[ASSIGNED TASK]
No pictures, no extra lines: copy exactly from the line with "A point falls on each instance of the sandy" through the end of the entries.

(Image-grounded pointing data)
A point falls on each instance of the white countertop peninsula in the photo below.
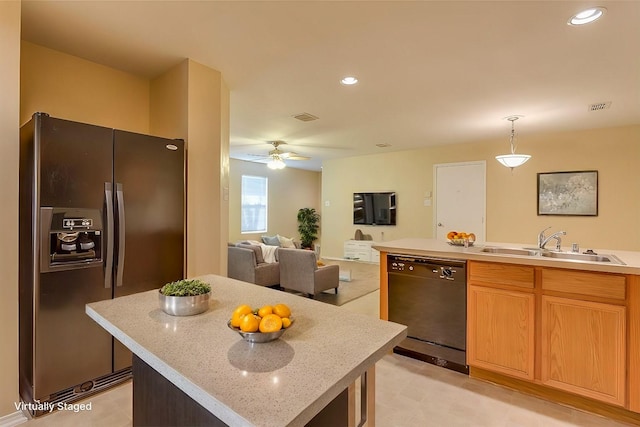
(437, 248)
(282, 383)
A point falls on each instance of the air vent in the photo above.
(599, 106)
(305, 117)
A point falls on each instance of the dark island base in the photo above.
(157, 402)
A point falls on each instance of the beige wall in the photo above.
(9, 125)
(511, 197)
(72, 88)
(289, 190)
(207, 176)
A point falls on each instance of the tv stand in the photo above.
(361, 250)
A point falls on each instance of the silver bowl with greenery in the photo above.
(185, 297)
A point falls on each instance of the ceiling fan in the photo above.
(277, 156)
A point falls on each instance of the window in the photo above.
(254, 204)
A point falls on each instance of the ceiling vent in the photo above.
(305, 117)
(599, 106)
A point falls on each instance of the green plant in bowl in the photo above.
(184, 297)
(184, 288)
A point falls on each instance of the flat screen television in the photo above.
(374, 208)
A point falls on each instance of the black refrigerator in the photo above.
(102, 215)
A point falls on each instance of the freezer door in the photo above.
(70, 347)
(150, 220)
(75, 162)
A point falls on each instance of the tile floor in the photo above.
(409, 393)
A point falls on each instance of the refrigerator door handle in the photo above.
(121, 234)
(108, 267)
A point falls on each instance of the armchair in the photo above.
(245, 262)
(299, 271)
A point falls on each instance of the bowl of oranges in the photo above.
(457, 238)
(265, 324)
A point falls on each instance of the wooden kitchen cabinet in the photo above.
(500, 333)
(583, 348)
(560, 328)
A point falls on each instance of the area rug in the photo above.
(365, 278)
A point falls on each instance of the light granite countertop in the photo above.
(437, 248)
(282, 383)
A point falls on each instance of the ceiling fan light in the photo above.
(349, 80)
(513, 160)
(276, 163)
(587, 16)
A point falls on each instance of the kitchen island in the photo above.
(286, 382)
(566, 330)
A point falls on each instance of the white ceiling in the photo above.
(431, 72)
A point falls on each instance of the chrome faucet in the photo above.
(543, 240)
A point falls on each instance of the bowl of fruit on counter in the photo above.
(458, 238)
(265, 324)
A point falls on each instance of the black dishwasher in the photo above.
(429, 295)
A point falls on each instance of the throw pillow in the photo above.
(257, 250)
(286, 242)
(271, 240)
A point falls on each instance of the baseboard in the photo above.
(13, 419)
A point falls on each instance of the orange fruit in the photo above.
(249, 323)
(282, 310)
(240, 311)
(267, 309)
(270, 323)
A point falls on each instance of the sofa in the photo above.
(245, 262)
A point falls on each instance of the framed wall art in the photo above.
(568, 193)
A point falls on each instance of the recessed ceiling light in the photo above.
(349, 80)
(587, 16)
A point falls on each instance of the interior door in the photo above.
(460, 199)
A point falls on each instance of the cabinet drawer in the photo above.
(604, 285)
(501, 274)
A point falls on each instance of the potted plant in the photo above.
(185, 297)
(308, 225)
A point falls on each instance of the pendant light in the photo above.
(513, 160)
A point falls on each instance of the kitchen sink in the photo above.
(511, 251)
(584, 257)
(575, 256)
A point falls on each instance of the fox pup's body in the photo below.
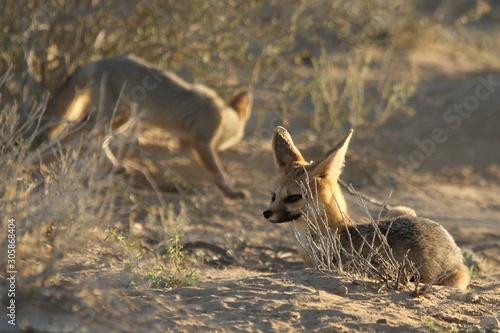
(125, 90)
(429, 246)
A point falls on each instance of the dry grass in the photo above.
(328, 252)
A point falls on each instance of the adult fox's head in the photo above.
(295, 174)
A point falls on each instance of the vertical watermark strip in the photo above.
(11, 271)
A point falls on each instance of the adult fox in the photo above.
(126, 90)
(428, 245)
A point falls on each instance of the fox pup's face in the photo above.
(286, 199)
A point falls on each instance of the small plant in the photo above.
(342, 103)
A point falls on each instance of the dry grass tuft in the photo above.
(328, 251)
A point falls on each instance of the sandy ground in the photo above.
(269, 290)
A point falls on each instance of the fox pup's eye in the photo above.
(293, 198)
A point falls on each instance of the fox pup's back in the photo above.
(428, 245)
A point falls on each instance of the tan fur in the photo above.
(431, 247)
(124, 88)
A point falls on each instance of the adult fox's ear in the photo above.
(242, 103)
(286, 156)
(330, 165)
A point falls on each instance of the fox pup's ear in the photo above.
(330, 165)
(242, 103)
(286, 156)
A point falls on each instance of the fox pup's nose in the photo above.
(267, 214)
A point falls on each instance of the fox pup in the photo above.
(125, 89)
(431, 248)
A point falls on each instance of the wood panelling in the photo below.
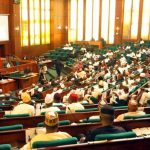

[RESULT OF THE TASK]
A point falls on each instance of the sandy ground in the photo above.
(269, 290)
A point falls on each instance of the fox pup's eye in the photo above.
(293, 198)
A point falls on each instance of the fox pup's back in the photo above.
(428, 245)
A point falls on each instance of the tan fur in the photo above.
(431, 247)
(124, 88)
A point falls on each instance of the adult fox's ear in the photo above.
(242, 103)
(286, 156)
(330, 165)
A point falls on each instance of the fox pup's ear in the photo above.
(330, 165)
(242, 103)
(286, 156)
A point falls on each instance of the fox pup's nose in the photo above.
(267, 214)
A point falls on each instance of the fox pup in the photo above.
(125, 89)
(431, 248)
A point falls on each instance of the wood panelling in the photo below.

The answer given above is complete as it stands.